(Beginning of Available data)

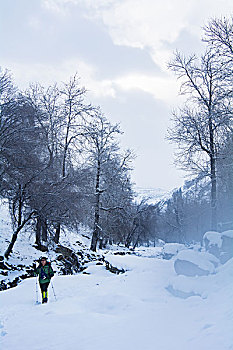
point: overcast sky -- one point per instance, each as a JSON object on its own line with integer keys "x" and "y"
{"x": 120, "y": 50}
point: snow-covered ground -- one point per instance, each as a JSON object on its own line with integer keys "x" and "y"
{"x": 134, "y": 310}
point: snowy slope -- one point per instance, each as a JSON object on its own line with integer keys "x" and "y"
{"x": 100, "y": 310}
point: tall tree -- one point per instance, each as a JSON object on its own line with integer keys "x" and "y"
{"x": 99, "y": 141}
{"x": 199, "y": 127}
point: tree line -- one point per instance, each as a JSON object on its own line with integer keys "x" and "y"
{"x": 61, "y": 164}
{"x": 202, "y": 130}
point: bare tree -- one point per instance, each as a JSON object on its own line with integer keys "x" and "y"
{"x": 100, "y": 145}
{"x": 199, "y": 127}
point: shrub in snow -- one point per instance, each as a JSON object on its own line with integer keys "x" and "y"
{"x": 227, "y": 246}
{"x": 193, "y": 263}
{"x": 219, "y": 244}
{"x": 171, "y": 249}
{"x": 213, "y": 242}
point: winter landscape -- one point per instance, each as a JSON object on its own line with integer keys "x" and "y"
{"x": 116, "y": 175}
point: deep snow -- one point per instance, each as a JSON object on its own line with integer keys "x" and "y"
{"x": 134, "y": 310}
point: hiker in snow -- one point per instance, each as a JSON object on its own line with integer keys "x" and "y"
{"x": 45, "y": 272}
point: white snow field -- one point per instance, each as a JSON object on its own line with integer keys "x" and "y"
{"x": 134, "y": 310}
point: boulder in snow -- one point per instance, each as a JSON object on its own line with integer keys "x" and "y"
{"x": 213, "y": 242}
{"x": 227, "y": 246}
{"x": 171, "y": 249}
{"x": 219, "y": 244}
{"x": 193, "y": 263}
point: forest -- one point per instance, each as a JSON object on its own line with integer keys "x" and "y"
{"x": 61, "y": 165}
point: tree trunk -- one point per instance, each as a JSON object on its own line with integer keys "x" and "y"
{"x": 57, "y": 233}
{"x": 213, "y": 195}
{"x": 213, "y": 178}
{"x": 38, "y": 232}
{"x": 95, "y": 235}
{"x": 44, "y": 235}
{"x": 15, "y": 234}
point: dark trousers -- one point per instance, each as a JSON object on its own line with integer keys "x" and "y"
{"x": 44, "y": 291}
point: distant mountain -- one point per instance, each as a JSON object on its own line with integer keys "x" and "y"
{"x": 152, "y": 195}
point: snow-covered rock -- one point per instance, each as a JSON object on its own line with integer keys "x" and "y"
{"x": 219, "y": 244}
{"x": 193, "y": 263}
{"x": 227, "y": 246}
{"x": 171, "y": 249}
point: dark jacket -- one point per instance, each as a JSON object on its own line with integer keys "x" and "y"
{"x": 45, "y": 272}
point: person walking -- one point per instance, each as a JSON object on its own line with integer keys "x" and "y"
{"x": 45, "y": 272}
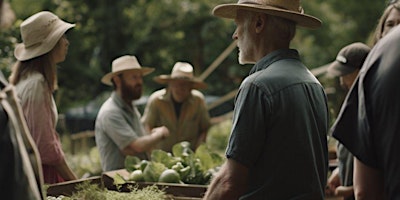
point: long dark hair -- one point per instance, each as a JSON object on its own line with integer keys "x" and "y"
{"x": 42, "y": 64}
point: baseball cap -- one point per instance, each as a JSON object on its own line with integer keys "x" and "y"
{"x": 349, "y": 59}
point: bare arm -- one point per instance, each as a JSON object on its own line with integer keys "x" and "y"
{"x": 368, "y": 182}
{"x": 65, "y": 172}
{"x": 147, "y": 142}
{"x": 230, "y": 183}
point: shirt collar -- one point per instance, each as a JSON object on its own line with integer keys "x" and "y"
{"x": 274, "y": 56}
{"x": 121, "y": 103}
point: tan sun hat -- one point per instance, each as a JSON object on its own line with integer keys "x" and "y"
{"x": 181, "y": 71}
{"x": 40, "y": 33}
{"x": 288, "y": 9}
{"x": 122, "y": 64}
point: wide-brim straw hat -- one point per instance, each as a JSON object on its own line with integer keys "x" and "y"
{"x": 288, "y": 9}
{"x": 181, "y": 71}
{"x": 40, "y": 33}
{"x": 123, "y": 64}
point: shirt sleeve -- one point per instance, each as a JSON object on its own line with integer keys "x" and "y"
{"x": 116, "y": 127}
{"x": 39, "y": 110}
{"x": 249, "y": 132}
{"x": 150, "y": 113}
{"x": 204, "y": 116}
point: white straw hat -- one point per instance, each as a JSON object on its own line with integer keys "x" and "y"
{"x": 40, "y": 33}
{"x": 181, "y": 71}
{"x": 122, "y": 64}
{"x": 288, "y": 9}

(End of Available data)

Return the data exactly. Pictures stay out.

Result below:
point: overcast sky -- one point per instance, each as a JSON object on its own line with integer keys "x" and "y"
{"x": 120, "y": 50}
point: snow-covered ground -- one point per instance, each as a JSON object on its own line with integer keys "x" and "y"
{"x": 134, "y": 310}
point: snowy slope -- one point per instance, each as a JSON object on its own line with integer keys "x" and "y"
{"x": 100, "y": 310}
point: tall tree -- one point per instance, each as a JSON object on its own line with integer keys "x" and "y"
{"x": 99, "y": 141}
{"x": 199, "y": 127}
point: tree line -- one point per instance, each as a JSON object on its own line with integer keys "x" and "y"
{"x": 61, "y": 164}
{"x": 202, "y": 130}
point: bare tree -- one point per instance, each as a JSON object on its own line with integer keys "x" and "y"
{"x": 100, "y": 145}
{"x": 199, "y": 127}
point: shrub in snow -- one point per instance, each as a JSON object on its own line with integer keys "x" and "y"
{"x": 227, "y": 246}
{"x": 193, "y": 263}
{"x": 219, "y": 244}
{"x": 171, "y": 249}
{"x": 213, "y": 242}
point: winter landscape -- one point per instance, each as a JSON object on its own line with integer keys "x" and "y"
{"x": 116, "y": 175}
point: deep snow -- one point per instance, each as a JSON object on its own line with integer keys "x" and "y"
{"x": 134, "y": 310}
point: hiker in snow -- one point per instance, each as a JSON object on its own line with integer keys "x" and "y"
{"x": 45, "y": 272}
point: white snow field -- one point per instance, each as a JSON object on its own line with integer keys "x" and "y"
{"x": 134, "y": 310}
point: boulder in snow -- one point per instance, each as a JSON object on its own line with integer keys "x" and "y"
{"x": 213, "y": 242}
{"x": 227, "y": 246}
{"x": 171, "y": 249}
{"x": 219, "y": 244}
{"x": 193, "y": 263}
point: forest -- one point per instance, each as a JSON object on its own line with integer keys "x" and "y"
{"x": 61, "y": 165}
point: tree trunk -- one point per instance, each as a JSON object on its own line with integer keys "x" and "y"
{"x": 57, "y": 233}
{"x": 213, "y": 195}
{"x": 213, "y": 178}
{"x": 38, "y": 232}
{"x": 95, "y": 235}
{"x": 44, "y": 235}
{"x": 15, "y": 234}
point: dark trousers -- one point per instance, each as a JSON object on its own line with integer keys "x" and "y"
{"x": 44, "y": 291}
point: distant mountain -- one point per instance, each as a JSON object on its own line with integer keys "x" and "y"
{"x": 152, "y": 195}
point: snow-covered rock -- one point per instance, each as a JSON object on its own line with integer keys "x" and "y"
{"x": 219, "y": 244}
{"x": 193, "y": 263}
{"x": 227, "y": 246}
{"x": 171, "y": 249}
point: dark jacket -- one point per instance, each as a JSON object on its own line with integer keys "x" and "y"
{"x": 45, "y": 272}
point: person walking -- one point per instance, each as a JSON object on its own line with integer keys "x" and "y"
{"x": 45, "y": 272}
point: long dark hair -- one point per instance, each as a JSON object on its own line with integer keys "x" and "y"
{"x": 42, "y": 64}
point: baseball cap -- one point per instance, each as a JSON object on its own line with integer keys "x" and "y"
{"x": 349, "y": 59}
point: bare arm -- one point per instance, each as a JSON object on its own line with integer keys "x" and "y"
{"x": 368, "y": 182}
{"x": 65, "y": 172}
{"x": 147, "y": 142}
{"x": 230, "y": 183}
point: shirt collar -- one point per instance, each as a JSON object on its own line with integer keys "x" and "y"
{"x": 274, "y": 56}
{"x": 121, "y": 103}
point: tan sun hat -- one point per instance, each as a JSON object on its own line with integer keys "x" and "y"
{"x": 181, "y": 71}
{"x": 40, "y": 33}
{"x": 288, "y": 9}
{"x": 122, "y": 64}
point: wide-brim straw hat -- one point per instance, each as a JSON object on its own line with integer keys "x" and "y"
{"x": 288, "y": 9}
{"x": 181, "y": 71}
{"x": 40, "y": 33}
{"x": 123, "y": 64}
point: shirt sleeve -- one point per instance, each as a JSON object on its own line with integer keys "x" and "y"
{"x": 116, "y": 127}
{"x": 39, "y": 110}
{"x": 249, "y": 132}
{"x": 150, "y": 113}
{"x": 204, "y": 116}
point: white straw hat -- one point per instance, each as a JSON object on its own line with integer keys "x" and "y"
{"x": 40, "y": 33}
{"x": 181, "y": 71}
{"x": 122, "y": 64}
{"x": 288, "y": 9}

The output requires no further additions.